▸ **Work to complete**
Copy word for word the part of the listing below that opens with the line containing "target | side mirror" and closes with the listing's last line, including both.

[Object position labeling listing]
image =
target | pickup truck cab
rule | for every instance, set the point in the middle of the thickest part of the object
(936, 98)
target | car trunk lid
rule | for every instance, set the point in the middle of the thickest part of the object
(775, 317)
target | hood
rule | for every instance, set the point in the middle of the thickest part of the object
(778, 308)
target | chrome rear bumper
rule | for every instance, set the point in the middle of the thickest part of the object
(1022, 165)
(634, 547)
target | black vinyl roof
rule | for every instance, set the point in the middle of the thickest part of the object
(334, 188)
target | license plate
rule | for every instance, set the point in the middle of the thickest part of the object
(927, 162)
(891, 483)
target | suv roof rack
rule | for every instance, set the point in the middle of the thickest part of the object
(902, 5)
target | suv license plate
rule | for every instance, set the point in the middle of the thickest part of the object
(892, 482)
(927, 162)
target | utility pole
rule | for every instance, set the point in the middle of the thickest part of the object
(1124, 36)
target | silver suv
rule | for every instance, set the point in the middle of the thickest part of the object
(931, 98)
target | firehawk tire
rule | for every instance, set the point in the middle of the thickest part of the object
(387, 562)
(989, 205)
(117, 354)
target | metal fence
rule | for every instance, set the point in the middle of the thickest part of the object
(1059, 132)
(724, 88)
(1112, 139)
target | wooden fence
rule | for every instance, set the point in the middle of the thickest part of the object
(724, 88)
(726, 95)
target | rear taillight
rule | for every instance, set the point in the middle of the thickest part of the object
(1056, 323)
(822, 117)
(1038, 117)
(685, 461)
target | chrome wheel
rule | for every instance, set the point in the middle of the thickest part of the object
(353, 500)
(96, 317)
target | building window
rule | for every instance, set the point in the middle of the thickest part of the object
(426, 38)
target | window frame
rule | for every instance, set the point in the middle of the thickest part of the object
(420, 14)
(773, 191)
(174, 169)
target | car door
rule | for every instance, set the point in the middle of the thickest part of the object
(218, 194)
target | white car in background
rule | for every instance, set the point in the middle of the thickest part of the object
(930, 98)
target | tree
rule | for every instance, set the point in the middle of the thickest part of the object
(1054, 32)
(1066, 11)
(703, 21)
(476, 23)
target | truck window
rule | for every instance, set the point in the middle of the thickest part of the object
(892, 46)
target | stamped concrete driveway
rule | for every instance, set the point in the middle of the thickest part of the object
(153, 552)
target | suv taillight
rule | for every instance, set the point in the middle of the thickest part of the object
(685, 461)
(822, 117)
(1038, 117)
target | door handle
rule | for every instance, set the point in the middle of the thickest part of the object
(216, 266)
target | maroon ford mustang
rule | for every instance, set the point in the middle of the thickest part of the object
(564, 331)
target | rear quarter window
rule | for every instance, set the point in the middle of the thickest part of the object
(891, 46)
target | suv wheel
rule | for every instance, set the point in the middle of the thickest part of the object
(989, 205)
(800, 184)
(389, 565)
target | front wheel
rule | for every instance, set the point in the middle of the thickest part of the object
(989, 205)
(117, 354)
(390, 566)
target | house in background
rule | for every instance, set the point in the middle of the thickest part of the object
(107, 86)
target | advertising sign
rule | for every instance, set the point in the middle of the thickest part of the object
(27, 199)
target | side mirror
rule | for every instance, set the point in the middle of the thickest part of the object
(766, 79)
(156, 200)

▸ **Exercise response**
target | side mirror
rule | for every instance, set the point in the middle of the thickest part of the object
(766, 79)
(156, 200)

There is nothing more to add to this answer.